▶ Task to carry out: Copy out every record below with complete accuracy.

▶ Data in this exercise:
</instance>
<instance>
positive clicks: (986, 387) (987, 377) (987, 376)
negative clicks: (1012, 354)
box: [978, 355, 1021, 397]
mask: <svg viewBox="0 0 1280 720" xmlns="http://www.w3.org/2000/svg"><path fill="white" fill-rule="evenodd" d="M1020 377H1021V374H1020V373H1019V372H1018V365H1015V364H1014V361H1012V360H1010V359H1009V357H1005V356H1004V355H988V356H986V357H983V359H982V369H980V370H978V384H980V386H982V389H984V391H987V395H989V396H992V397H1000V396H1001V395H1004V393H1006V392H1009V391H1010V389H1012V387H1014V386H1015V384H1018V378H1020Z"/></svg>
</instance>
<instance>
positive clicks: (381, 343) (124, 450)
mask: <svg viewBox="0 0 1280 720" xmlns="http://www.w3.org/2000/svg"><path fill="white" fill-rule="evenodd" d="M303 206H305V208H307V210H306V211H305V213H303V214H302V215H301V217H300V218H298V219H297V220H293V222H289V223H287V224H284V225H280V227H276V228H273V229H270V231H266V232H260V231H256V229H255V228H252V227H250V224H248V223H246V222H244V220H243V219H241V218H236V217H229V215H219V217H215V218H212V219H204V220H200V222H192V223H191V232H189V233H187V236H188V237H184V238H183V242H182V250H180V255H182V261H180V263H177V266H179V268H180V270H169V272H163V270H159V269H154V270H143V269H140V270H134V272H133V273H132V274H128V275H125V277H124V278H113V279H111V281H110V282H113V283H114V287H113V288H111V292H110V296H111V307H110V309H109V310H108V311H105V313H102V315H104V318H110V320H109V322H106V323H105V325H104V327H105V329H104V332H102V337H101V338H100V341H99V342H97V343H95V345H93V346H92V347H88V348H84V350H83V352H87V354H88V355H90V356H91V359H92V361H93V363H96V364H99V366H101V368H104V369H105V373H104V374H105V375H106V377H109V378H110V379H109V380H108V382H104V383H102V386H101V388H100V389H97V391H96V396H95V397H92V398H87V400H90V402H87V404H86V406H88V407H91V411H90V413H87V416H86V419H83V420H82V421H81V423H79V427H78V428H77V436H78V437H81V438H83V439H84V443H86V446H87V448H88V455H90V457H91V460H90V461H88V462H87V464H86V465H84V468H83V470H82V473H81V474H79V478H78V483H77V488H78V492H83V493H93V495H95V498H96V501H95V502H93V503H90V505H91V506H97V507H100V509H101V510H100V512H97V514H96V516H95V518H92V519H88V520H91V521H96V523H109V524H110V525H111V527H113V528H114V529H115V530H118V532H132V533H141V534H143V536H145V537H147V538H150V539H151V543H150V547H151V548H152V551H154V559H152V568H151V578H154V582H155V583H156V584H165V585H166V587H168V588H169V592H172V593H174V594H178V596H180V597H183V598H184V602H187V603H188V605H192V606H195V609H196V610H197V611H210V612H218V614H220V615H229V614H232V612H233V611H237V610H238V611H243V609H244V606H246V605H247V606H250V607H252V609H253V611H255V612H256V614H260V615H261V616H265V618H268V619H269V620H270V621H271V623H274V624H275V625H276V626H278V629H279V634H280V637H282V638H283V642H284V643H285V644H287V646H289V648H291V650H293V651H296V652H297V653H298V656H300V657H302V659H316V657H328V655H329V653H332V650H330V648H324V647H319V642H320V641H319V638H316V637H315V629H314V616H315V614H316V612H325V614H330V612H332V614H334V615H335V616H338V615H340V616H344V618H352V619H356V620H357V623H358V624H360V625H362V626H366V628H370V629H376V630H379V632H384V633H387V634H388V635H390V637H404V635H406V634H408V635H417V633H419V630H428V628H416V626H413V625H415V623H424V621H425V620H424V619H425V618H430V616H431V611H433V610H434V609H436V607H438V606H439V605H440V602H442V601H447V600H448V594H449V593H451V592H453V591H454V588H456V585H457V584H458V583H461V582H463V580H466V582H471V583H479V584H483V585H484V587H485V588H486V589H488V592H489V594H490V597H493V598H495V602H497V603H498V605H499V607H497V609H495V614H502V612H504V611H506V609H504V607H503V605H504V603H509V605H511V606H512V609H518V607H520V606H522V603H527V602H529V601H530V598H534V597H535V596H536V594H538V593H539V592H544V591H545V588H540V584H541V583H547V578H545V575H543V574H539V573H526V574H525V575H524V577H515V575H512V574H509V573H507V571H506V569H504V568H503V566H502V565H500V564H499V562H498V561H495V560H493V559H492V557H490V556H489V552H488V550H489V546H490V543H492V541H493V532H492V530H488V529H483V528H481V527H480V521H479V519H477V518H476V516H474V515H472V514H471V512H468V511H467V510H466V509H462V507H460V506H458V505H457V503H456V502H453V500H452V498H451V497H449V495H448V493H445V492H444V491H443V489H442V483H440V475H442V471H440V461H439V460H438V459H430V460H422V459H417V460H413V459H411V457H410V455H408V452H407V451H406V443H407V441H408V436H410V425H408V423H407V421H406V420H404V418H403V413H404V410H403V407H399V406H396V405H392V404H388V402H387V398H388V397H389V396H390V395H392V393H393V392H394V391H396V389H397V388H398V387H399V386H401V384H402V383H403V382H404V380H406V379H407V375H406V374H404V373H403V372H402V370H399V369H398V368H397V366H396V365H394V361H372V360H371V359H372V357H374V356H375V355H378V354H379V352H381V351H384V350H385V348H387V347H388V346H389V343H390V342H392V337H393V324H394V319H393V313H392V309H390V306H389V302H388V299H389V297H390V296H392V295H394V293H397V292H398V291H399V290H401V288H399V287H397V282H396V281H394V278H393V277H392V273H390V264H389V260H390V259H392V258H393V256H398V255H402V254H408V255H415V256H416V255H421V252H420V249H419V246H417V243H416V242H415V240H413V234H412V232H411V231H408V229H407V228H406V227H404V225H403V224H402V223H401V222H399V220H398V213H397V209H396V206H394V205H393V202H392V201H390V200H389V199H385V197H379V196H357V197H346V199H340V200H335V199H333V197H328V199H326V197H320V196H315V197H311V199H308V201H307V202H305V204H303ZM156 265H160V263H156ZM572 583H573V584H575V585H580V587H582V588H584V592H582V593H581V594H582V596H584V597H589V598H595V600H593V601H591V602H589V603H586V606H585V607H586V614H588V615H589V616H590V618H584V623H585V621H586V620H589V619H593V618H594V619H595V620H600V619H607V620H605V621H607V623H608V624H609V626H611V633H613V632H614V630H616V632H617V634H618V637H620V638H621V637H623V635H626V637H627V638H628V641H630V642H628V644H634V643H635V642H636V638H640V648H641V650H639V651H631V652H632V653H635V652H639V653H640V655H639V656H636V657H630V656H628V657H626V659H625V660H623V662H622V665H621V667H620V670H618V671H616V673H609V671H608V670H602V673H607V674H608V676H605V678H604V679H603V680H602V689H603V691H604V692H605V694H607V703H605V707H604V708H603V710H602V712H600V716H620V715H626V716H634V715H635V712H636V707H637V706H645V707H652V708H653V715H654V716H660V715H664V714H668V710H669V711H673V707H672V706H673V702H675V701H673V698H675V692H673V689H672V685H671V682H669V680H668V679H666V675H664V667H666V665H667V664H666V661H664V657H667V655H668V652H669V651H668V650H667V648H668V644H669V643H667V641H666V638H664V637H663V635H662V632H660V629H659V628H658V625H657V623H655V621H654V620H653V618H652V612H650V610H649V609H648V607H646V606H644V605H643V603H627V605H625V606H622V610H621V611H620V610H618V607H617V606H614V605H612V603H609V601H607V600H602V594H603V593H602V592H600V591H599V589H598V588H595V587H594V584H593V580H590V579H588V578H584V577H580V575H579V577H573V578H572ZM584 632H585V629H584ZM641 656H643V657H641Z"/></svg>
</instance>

▶ Output for this task:
</instance>
<instance>
positive clicks: (986, 387) (987, 377) (987, 376)
negative clicks: (1012, 354)
box: [978, 355, 1021, 397]
mask: <svg viewBox="0 0 1280 720" xmlns="http://www.w3.org/2000/svg"><path fill="white" fill-rule="evenodd" d="M1020 377H1021V374H1020V373H1019V372H1018V365H1015V364H1014V361H1012V360H1010V359H1009V357H1005V356H1004V355H988V356H986V357H983V359H982V369H980V370H978V384H980V386H982V389H984V391H987V395H989V396H992V397H1000V396H1001V395H1004V393H1006V392H1009V391H1010V389H1012V387H1014V386H1015V384H1018V378H1020Z"/></svg>
</instance>
<instance>
positive clicks: (381, 343) (124, 450)
mask: <svg viewBox="0 0 1280 720" xmlns="http://www.w3.org/2000/svg"><path fill="white" fill-rule="evenodd" d="M303 206H305V208H307V210H306V211H305V213H303V214H302V215H301V217H300V218H298V219H297V220H293V222H289V223H287V224H284V225H280V227H276V228H273V229H270V231H266V232H260V231H256V229H255V228H252V227H250V224H248V223H246V222H244V220H243V219H241V218H236V217H229V215H219V217H215V218H212V219H204V220H200V222H192V223H191V232H189V233H187V236H188V237H184V238H183V242H182V250H180V255H182V261H180V263H177V266H179V268H180V270H169V272H163V270H159V269H154V270H143V269H140V270H134V272H133V273H132V274H128V275H125V277H124V278H113V279H111V281H110V282H113V283H114V287H113V288H111V292H110V296H111V307H110V309H109V310H108V311H105V313H102V315H104V318H110V320H109V322H106V323H105V325H104V327H105V329H104V332H102V337H101V338H100V341H99V342H97V343H95V345H93V346H92V347H88V348H84V350H83V352H87V354H88V355H90V356H91V359H92V361H93V363H96V364H99V366H101V368H104V369H105V373H104V374H105V375H106V377H109V378H110V379H109V380H108V382H104V383H102V386H101V388H100V389H97V391H96V396H95V397H92V398H87V400H90V402H87V404H86V406H88V407H91V411H90V413H87V416H86V419H83V420H82V421H81V423H79V427H78V428H77V436H78V437H81V438H83V439H84V443H86V446H87V448H88V455H90V457H91V460H90V461H88V462H87V464H86V465H84V468H83V470H82V473H81V474H79V478H78V483H77V488H78V492H83V493H93V495H95V498H96V501H95V502H93V503H90V505H91V506H97V507H100V509H101V510H100V512H97V514H96V516H95V518H92V519H88V520H91V521H96V523H109V524H110V525H111V527H113V528H114V529H115V530H118V532H132V533H141V534H143V536H145V537H147V538H150V539H151V543H150V547H151V548H152V551H154V559H152V568H151V578H154V582H155V583H156V584H165V585H166V587H168V588H169V592H172V593H174V594H178V596H180V597H183V598H184V602H187V603H188V605H192V606H195V609H196V610H197V611H210V612H218V614H220V615H229V614H232V612H233V611H237V610H238V611H243V609H244V606H246V605H247V606H250V607H252V609H253V611H255V612H256V614H260V615H261V616H265V618H268V619H269V620H270V621H271V623H274V624H275V625H276V626H278V629H279V634H280V637H282V638H283V642H284V643H285V644H287V646H289V648H291V650H293V651H296V652H297V653H298V656H300V657H302V659H316V657H328V655H329V653H332V650H330V648H324V647H319V642H320V641H319V638H316V637H315V629H314V616H315V614H316V612H325V614H330V612H332V614H334V615H335V616H338V615H340V616H344V618H352V619H356V620H357V623H358V624H360V625H362V626H366V628H370V629H376V630H379V632H384V633H387V634H388V635H390V637H404V635H406V634H408V635H417V633H419V630H428V628H416V626H413V625H415V623H424V621H425V620H424V619H425V618H430V616H431V611H433V610H434V609H436V607H438V606H439V605H440V602H442V601H447V600H448V594H449V593H451V592H453V591H454V588H456V585H457V584H458V583H461V582H463V580H466V582H471V583H479V584H483V585H484V587H485V588H486V589H488V592H489V594H490V597H493V598H495V602H497V603H498V605H499V607H497V609H495V614H502V612H504V611H506V609H504V607H503V605H504V603H509V605H511V606H512V609H518V607H520V606H522V603H527V602H529V601H530V598H534V597H535V596H536V594H538V593H539V592H544V591H545V588H540V584H541V583H547V578H545V575H543V574H539V573H526V574H525V575H524V577H515V575H512V574H509V573H507V571H506V569H504V568H503V566H502V565H500V564H499V562H498V561H495V560H493V559H492V557H490V556H489V552H488V550H489V546H490V543H492V541H493V532H492V530H488V529H483V528H481V527H480V521H479V519H477V518H476V516H474V515H472V514H471V512H468V511H467V510H466V509H462V507H460V506H458V505H457V503H456V502H453V500H452V498H451V497H449V495H448V493H445V492H444V491H443V489H442V483H440V475H442V471H440V461H439V460H438V459H430V460H422V459H417V460H413V459H411V457H410V455H408V452H407V451H406V443H407V441H408V436H410V425H408V423H407V421H406V420H404V418H403V413H404V410H403V407H399V406H396V405H392V404H388V402H387V398H388V397H389V396H390V395H392V393H393V392H394V391H396V389H397V388H398V387H399V386H401V384H402V383H403V382H404V380H406V379H407V375H406V374H404V373H403V372H402V370H399V369H398V368H397V366H396V365H394V361H372V360H371V359H372V357H374V356H375V355H378V354H379V352H381V351H384V350H385V348H387V347H388V346H389V343H390V342H392V337H393V324H394V319H393V313H392V309H390V306H389V302H388V299H389V297H390V296H392V295H394V293H397V292H398V291H399V290H401V288H399V287H397V282H396V281H394V278H393V277H392V273H390V264H389V260H390V259H392V258H393V256H398V255H402V254H408V255H415V256H416V255H421V252H420V249H419V246H417V243H416V242H415V240H413V234H412V232H411V231H408V229H407V228H406V227H404V225H403V224H402V223H401V222H399V220H398V213H397V209H396V206H394V205H393V202H392V201H390V200H389V199H385V197H379V196H357V197H346V199H340V200H335V199H333V197H328V199H326V197H320V196H315V197H311V199H308V201H307V202H305V204H303ZM156 265H160V263H156ZM572 583H573V584H575V585H580V587H582V588H584V592H582V593H581V594H582V596H584V597H589V598H595V600H593V601H591V602H589V603H586V606H585V607H586V614H588V615H589V616H590V618H584V623H585V621H586V620H589V619H593V618H594V619H595V620H600V619H607V620H605V621H607V623H608V624H609V626H611V633H613V632H614V630H616V632H617V634H618V637H620V638H621V637H623V635H626V637H627V638H628V641H630V642H628V644H634V643H635V642H636V638H640V648H641V650H639V651H631V652H632V653H635V652H639V653H640V655H639V656H636V657H630V656H628V657H626V659H625V660H623V662H622V665H621V667H620V670H618V671H616V673H609V671H608V670H602V673H607V674H608V676H605V678H604V679H603V680H602V689H603V691H604V692H605V694H607V703H605V707H604V708H603V710H602V712H600V716H620V715H626V716H634V715H635V712H636V707H637V706H645V707H652V708H653V715H654V716H660V715H664V714H668V710H669V711H673V707H672V706H673V702H675V701H673V698H675V692H673V689H672V685H671V682H669V680H668V679H666V675H664V667H666V665H667V664H666V661H664V657H667V655H668V652H669V651H668V650H667V648H668V644H669V643H667V641H666V638H664V637H663V635H662V632H660V629H659V628H658V625H657V623H655V621H654V620H653V618H652V612H650V610H649V609H648V607H646V606H644V605H643V603H627V605H625V606H622V610H621V611H620V610H618V607H617V606H614V605H612V603H609V601H607V600H602V594H603V593H602V592H600V591H599V589H598V588H595V587H594V584H593V580H590V579H588V578H584V577H580V575H579V577H573V578H572ZM584 632H585V629H584ZM641 656H643V657H641Z"/></svg>
</instance>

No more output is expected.